Each line below must be written out exactly as shown.

Dataset excerpts
- Opening Delimiter -
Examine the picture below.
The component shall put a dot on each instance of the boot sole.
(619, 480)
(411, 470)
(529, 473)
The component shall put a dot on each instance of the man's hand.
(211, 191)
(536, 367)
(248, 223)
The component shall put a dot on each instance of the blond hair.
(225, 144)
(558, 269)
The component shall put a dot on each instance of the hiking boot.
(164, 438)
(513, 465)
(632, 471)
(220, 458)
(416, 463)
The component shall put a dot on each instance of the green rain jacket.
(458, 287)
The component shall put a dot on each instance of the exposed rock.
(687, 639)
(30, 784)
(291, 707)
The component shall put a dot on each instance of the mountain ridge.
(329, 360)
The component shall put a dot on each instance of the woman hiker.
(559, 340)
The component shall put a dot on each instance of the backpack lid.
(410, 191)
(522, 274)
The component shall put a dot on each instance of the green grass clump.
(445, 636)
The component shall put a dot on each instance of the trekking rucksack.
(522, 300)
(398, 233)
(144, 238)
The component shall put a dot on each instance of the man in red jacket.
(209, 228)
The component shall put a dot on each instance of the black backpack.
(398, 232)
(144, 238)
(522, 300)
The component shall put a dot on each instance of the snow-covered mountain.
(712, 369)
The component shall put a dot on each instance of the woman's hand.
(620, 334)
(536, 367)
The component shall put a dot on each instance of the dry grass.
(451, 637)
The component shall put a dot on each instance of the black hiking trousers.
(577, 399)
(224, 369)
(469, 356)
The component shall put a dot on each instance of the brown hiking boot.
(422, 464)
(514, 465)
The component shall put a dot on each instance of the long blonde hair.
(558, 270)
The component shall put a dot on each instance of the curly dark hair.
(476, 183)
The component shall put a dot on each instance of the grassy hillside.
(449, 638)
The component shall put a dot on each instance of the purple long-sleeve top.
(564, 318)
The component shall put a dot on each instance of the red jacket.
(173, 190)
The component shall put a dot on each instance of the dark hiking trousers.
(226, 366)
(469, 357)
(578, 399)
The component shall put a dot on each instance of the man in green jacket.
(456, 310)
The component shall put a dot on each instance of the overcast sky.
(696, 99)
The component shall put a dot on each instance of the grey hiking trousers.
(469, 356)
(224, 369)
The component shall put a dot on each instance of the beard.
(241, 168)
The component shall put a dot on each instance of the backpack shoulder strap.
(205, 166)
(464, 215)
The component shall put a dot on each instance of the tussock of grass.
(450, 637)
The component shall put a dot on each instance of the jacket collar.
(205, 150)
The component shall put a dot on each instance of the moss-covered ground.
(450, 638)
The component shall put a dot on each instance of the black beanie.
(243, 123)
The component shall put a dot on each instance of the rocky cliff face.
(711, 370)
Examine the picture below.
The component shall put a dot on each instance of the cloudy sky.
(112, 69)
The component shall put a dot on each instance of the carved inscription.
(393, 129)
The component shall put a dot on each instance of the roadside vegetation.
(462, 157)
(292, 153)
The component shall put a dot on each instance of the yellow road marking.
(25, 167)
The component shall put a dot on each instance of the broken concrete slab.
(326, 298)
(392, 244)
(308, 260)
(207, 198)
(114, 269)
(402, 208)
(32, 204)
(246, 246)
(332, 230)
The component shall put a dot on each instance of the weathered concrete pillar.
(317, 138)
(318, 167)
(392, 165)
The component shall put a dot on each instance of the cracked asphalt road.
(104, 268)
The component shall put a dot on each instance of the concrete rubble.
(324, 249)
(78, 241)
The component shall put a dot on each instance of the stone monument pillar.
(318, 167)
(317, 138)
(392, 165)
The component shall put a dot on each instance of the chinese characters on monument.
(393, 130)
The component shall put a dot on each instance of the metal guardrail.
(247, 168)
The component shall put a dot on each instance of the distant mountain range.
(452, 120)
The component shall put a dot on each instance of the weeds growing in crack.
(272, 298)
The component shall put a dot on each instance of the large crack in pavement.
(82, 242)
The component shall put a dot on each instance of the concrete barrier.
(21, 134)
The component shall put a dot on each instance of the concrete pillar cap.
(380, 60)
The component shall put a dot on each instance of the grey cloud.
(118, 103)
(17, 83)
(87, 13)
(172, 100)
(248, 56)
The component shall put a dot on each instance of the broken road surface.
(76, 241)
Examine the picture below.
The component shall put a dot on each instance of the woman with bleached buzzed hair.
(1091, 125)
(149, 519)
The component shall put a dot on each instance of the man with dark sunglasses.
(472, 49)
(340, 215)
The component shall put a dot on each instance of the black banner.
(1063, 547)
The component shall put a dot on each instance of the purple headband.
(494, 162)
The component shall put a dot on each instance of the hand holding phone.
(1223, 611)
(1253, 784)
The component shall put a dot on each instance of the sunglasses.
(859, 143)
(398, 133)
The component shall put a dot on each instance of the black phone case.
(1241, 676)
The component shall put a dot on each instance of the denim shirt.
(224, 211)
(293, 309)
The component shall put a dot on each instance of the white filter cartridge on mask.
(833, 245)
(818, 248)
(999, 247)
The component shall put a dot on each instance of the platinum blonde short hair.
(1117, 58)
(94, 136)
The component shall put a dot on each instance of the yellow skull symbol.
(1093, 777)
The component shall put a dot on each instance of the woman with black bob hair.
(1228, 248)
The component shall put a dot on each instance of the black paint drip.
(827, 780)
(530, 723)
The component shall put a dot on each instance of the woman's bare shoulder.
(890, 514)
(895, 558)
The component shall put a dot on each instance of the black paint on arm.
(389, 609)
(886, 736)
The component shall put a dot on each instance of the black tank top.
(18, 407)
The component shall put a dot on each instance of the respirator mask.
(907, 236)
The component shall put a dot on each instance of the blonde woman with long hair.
- Closing Delimiter -
Answer space:
Examine the picture below.
The component shall put a dot on each instance of the boot sole.
(619, 480)
(411, 470)
(529, 473)
The component shall put a dot on each instance of the man's hand.
(211, 191)
(536, 367)
(248, 223)
The component shall put a dot on each instance of the blond hair.
(225, 144)
(558, 269)
The component shall put a dot on each instance of the hiking boot.
(164, 438)
(513, 465)
(632, 471)
(220, 458)
(416, 463)
The component shall put a dot on each instance of the green rain jacket.
(458, 287)
The component shall put a dot on each instance of the exposed rock.
(687, 639)
(30, 784)
(291, 707)
The component shall put a dot on each instance of the mountain ridge.
(329, 360)
The component shall put a dot on each instance of the woman hiker.
(559, 340)
The component shall put a dot on each instance of the backpack lid.
(410, 191)
(522, 274)
The component shall put a dot on each instance of the green grass clump.
(445, 636)
The component shall put a dot on each instance of the trekking rucksack.
(522, 300)
(398, 233)
(144, 238)
The component shall put a dot on each instance of the man in red jacket.
(209, 228)
The component shall put a dot on each instance of the black backpack.
(398, 232)
(144, 238)
(522, 300)
The component shall put a dot on each instance of the snow-covered mountain.
(712, 369)
The component shall put a dot on each instance of the woman's hand.
(620, 334)
(536, 367)
The component shall put a dot on each instance of the dry grass.
(451, 637)
The component shall put a dot on each instance of the black hiking trousers.
(577, 399)
(224, 369)
(469, 356)
The component shall put a dot on each instance of the brown hiking boot.
(422, 464)
(514, 465)
The component shall put a dot on each instance of the long blonde hair.
(558, 270)
The component shall put a dot on each instance of the curly dark hair.
(476, 183)
The component shall put a dot on each instance of the grassy hillside.
(449, 638)
The component shall put a dot on each instance of the purple long-sleeve top.
(564, 318)
The component shall put a dot on each instance of the red jacket.
(173, 190)
The component shall put a dot on each instance of the dark hiking trousers.
(226, 366)
(469, 357)
(578, 399)
The component shall put a dot on each instance of the man in green jacket.
(456, 310)
The component shall put a dot on each instance of the overcast sky.
(696, 99)
The component shall put a dot on each instance of the grey hiking trousers.
(469, 356)
(224, 369)
The component shall put a dot on each instance of the beard.
(241, 168)
The component shall put a dot on each instance of the backpack shoulder strap.
(205, 166)
(464, 215)
The component shall put a dot on each instance of the tussock of grass.
(450, 637)
The component shall put a dot on each instance of the jacket collar.
(205, 150)
The component shall put a dot on each instance of the moss-covered ground.
(450, 638)
The component shall put a dot on each instance of the black beanie.
(243, 123)
The component shall put a dot on each instance of the rocky cliff face.
(711, 370)
Examine the picture below.
The component shall put a dot on each instance of the cloudy sky.
(112, 69)
The component shall put a dot on each instance of the carved inscription.
(393, 129)
The component shall put a dot on each instance of the roadside vegetation.
(462, 157)
(292, 153)
The component shall put a dot on each instance of the yellow road marking.
(25, 167)
The component shall put a dot on each instance of the broken concrete slab.
(326, 298)
(392, 244)
(308, 260)
(207, 198)
(114, 269)
(402, 208)
(32, 204)
(246, 246)
(332, 230)
The component shall put a dot on each instance of the weathered concrete pillar.
(317, 138)
(318, 167)
(392, 165)
The component shall put a dot on each instance of the cracked asphalt road.
(104, 268)
The component shall put a dot on each instance of the concrete rubble.
(324, 249)
(78, 241)
The component shall put a dot on each instance of the stone monument pillar.
(318, 167)
(317, 138)
(392, 165)
The component shall put a dot on each instance of the chinese characters on monument.
(393, 130)
The component shall put a dot on each instance of the metal guardrail.
(247, 168)
The component shall put a dot on each instance of the distant mountain range.
(452, 120)
The component shall put a dot on each instance of the weeds growing in crack.
(272, 298)
The component shall put a dot on each instance of the large crack in pavement.
(82, 242)
The component shall put a dot on each instance of the concrete barrier.
(21, 134)
The component shall put a dot on each instance of the concrete pillar cap.
(380, 60)
The component shall put a dot on each instance of the grey cloud.
(118, 103)
(17, 83)
(87, 13)
(172, 100)
(248, 56)
The component shall put a dot on each instance of the broken road surface.
(76, 241)
Examine the picture below.
The component shall put a dot on each instance of the woman with bleached buzzed hair.
(1091, 125)
(149, 519)
The component shall put a dot on each instance of the man with dark sunglasses.
(472, 49)
(340, 215)
The component shall put a dot on each instance of the black banner.
(1063, 547)
The component shall put a dot on each instance of the purple headband.
(494, 162)
The component shall put a dot on each instance of the hand holding phone.
(1223, 611)
(1253, 784)
The component shall put a dot on each instance of the sunglasses.
(859, 143)
(398, 133)
The component shall put a dot on each instance of the black phone case.
(1241, 676)
The component shall put a dot on each instance of the denim shirt.
(224, 211)
(293, 309)
The component shall put a dot on each instance of the white filter cartridge on mask.
(833, 245)
(818, 248)
(999, 247)
The component shall put a dot on each instance of the platinum blonde short hair.
(1117, 58)
(94, 136)
The component shall put a dot on each instance of the yellow skull symbol.
(1093, 777)
The component shall put a dot on each instance of the woman with black bob hair.
(1228, 248)
The component shall put a dot on each instance of the black paint drip.
(827, 780)
(530, 723)
The component shall put a dot on each instance of the woman's bare shoulder.
(890, 514)
(895, 558)
The component shall put a dot on each instance of the black paint on arm.
(389, 609)
(886, 736)
The component shall put a dot on each instance of the black tank top.
(18, 407)
The component shall put a dot on each instance of the respirator mask.
(907, 236)
The component shall put a dot on each instance of the blonde woman with long hair.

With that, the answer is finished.